Dice San Ignacio que "no hay que hacer mudanza en tiempo de desolación". Es decir, que en los momentos que estamos de bajón no hay que tomar grandes decisiones o hacer cambios radicales en nuestra vida, que tenemos que seguir por la senda que trazamos en los momentos de serenidad. Yo me atrevo a completar esta máxima ignaciana: "no tomar decisiones trascendentales al calor del subidón", especialmente en el campo vocacional. 

Todos creo que hemos escuchado el testimonio de diversas personas que han iniciado o concretado diversos caminos vocacionales en estos momentos especiales de subidón (concretamente en las JMJ): llamadas al sacerdocio, al matrimonio, noviazgos que se consolidan o comienzan (quizá de estos sean de los que más conozcamos...), a la vida consagrada en sus diferentes ámbitos... Personalmente creo que el tema vocacional es algo clave en la vida de cada persona. Por tanto está genial que en estos momentos muchos jóvenes nos planteemos que quiere Dios de nosotros. Pero por otro lado está el miedo del que hablaba antes: nos podemos dejar llevar por la euforia, por el ambiente... Porque, seamos sinceros, no estará de moda en nuestra sociedad un planteamiento de vida serio - comprometido en cualquiera de las diferentes vocaciones (matrimonio, vida consagrada, sacerdocio...) pero mostrarlo en un ambiente así queda bien. Es la idea de antes: da estatus, te da puntos delante de los demás. Y anda que no nos gusta ganar puntos delante de los demás...

Por eso creo imprescindible discernir con calma esas llamadas de Dios que se han podido sentir en unas JMJ. La situación me recuerda a la parábola del sembrador de todos conocida (Mateo 13, 1-9): 

"El sembrador salió a sembrar. Y mientras sembraba, parte de la semilla cayó junto al camino; y vinieron las aves y la comieron. Parte cayó en pedregales, donde no había mucha tierra; y brotó pronto, porque no tenía profundidad de tierra; pero salido el sol, se quemó; y porque no tenía raíz, se secó. Y parte cayó entre espinos; y los espinos crecieron, y la ahogaron. Pero parte cayó en buena tierra, y dio fruto, cuál a ciento, cuál a sesenta, y cuál a treinta por uno"

### INFORMACIÓN EXTRAÍDA
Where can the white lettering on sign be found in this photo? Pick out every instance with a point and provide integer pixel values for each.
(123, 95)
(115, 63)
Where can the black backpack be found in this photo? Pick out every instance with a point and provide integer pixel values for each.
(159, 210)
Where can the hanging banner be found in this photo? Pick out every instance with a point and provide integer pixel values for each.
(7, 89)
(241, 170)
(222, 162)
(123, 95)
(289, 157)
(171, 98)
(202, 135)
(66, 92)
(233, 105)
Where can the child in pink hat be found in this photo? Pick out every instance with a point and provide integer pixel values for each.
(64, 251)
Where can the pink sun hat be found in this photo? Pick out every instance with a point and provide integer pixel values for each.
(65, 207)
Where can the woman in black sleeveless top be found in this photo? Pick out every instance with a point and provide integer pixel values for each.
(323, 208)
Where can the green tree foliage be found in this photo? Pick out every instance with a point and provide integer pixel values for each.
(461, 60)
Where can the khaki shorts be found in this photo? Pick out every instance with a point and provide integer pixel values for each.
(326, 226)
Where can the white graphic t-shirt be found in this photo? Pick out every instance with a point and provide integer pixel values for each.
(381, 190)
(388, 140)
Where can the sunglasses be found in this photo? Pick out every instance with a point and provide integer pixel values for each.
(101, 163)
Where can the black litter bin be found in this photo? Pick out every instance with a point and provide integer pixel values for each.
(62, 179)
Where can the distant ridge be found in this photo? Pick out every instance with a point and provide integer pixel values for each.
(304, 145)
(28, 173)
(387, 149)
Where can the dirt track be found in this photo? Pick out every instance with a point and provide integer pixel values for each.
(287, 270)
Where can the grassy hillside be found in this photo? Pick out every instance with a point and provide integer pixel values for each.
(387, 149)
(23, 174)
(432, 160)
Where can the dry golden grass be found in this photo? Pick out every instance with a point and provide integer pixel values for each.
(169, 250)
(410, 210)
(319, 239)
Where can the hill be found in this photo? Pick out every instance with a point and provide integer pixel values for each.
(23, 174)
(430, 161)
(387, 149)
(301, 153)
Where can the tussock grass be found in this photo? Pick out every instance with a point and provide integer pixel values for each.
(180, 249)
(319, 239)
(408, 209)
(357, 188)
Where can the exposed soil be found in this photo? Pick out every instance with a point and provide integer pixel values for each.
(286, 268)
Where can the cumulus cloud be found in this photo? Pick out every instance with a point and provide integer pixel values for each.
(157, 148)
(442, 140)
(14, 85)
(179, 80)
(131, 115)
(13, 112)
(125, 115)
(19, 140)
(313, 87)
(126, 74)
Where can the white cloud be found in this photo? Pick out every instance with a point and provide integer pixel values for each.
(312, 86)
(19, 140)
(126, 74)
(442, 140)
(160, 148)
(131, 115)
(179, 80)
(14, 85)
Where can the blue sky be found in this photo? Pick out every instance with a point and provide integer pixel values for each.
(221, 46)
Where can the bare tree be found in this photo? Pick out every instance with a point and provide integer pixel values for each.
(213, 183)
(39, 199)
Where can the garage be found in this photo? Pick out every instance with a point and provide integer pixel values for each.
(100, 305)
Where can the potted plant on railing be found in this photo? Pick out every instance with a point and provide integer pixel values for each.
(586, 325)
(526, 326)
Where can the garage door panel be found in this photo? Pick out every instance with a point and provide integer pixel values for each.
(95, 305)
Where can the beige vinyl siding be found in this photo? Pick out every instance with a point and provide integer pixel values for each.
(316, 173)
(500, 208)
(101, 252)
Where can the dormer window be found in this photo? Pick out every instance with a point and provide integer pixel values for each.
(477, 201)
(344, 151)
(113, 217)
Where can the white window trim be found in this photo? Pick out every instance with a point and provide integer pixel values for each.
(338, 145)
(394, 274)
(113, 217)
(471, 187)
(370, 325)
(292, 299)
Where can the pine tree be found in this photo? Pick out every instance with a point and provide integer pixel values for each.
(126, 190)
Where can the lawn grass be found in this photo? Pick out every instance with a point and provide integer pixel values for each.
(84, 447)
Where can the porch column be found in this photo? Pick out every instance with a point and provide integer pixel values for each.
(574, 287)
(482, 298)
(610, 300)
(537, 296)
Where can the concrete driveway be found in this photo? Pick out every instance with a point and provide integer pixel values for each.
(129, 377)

### DESCRIPCIÓN DEL EJERCICIO
Traduce al inglés esta oración del texto citado sobre el discernimiento vocacional: "Personalmente creo que el tema vocacional es algo clave en la vida de cada persona."

### RESULTADO
Personally, I believe that the question of vocation is something key in every person's life.